■ **SOURCE TEXT**
The Royal Monmouthshire Royal Engineers (Militia) is the most senior regiment of the British Army Reserve. The regiment was formed in 1539 during the reign of by King Henry VIII, making it the second oldest regiment of the British Army (The Honourable Artillery Company was formed in 1537). The R Mon RE (M) became a militia unit in 1660 and then became a part of the Royal Engineers in 1877.

History

The two 'Royals' 
The regiment was formed as a posse comitatus in 1539 during the reign of by King Henry VIII; it went on to become a trained band and then a militia unit in 1660. It is unique in having the word 'Royal' appear twice in its name. It gained the first Royal in 1804 when it was the Monmouth and Brecon Militia. The second was acquired in 1877 when the regiment transferred from an infantry unit into a Special Reserve section of the expanding Royal Engineers.

On 1 April 1967, the existing regiment absorbed 43rd Wessex Division RE (TA), 48th South Midland Division RE (TA) and 53rd Welsh Division RE (TA).

■ **SET PROBLEM A**
Revise the regiment history, starting at "The Royal Monmouthshire" and ending at "expanding Royal Engineers.", with "trained band" replaced by "volunteer company".
The records have no connection to the regiment history.

■ **MATERIAL**
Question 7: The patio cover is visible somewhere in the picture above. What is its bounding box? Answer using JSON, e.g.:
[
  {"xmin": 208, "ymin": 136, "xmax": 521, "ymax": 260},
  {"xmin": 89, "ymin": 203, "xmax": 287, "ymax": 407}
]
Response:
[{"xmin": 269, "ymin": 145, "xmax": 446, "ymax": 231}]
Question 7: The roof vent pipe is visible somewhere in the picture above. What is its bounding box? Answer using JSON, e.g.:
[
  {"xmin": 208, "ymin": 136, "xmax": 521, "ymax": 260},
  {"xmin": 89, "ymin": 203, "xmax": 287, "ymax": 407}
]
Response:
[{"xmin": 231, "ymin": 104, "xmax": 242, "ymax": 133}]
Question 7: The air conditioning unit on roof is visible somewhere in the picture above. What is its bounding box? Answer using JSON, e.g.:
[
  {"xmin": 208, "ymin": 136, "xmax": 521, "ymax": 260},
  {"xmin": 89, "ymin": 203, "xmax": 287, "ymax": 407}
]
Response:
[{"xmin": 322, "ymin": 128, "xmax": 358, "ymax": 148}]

■ **SET PROBLEM B**
Convert the records into a numbered list, starting at the line that contains "Question 7: The air" and ending at the end of the records, with blank lines left out.

■ **COMPLETE OUTPUT A**
The Royal Monmouthshire Royal Engineers (Militia) is the most senior regiment of the British Army Reserve. The regiment was formed in 1539 during the reign of by King Henry VIII, making it the second oldest regiment of the British Army (The Honourable Artillery Company was formed in 1537). The R Mon RE (M) became a militia unit in 1660 and then became a part of the Royal Engineers in 1877.

History

The two 'Royals' 
The regiment was formed as a posse comitatus in 1539 during the reign of by King Henry VIII; it went on to become a volunteer company and then a militia unit in 1660. It is unique in having the word 'Royal' appear twice in its name. It gained the first Royal in 1804 when it was the Monmouth and Brecon Militia. The second was acquired in 1877 when the regiment transferred from an infantry unit into a Special Reserve section of the expanding Royal Engineers.

■ **COMPLETE OUTPUT B**
1. Question 7: The air conditioning unit on roof is visible somewhere in the picture above. What is its bounding box? Answer using JSON, e.g.:
2. [
3.   {"xmin": 208, "ymin": 136, "xmax": 521, "ymax": 260},
4.   {"xmin": 89, "ymin": 203, "xmax": 287, "ymax": 407}
5. ]
6. Response:
7. [{"xmin": 322, "ymin": 128, "xmax": 358, "ymax": 148}]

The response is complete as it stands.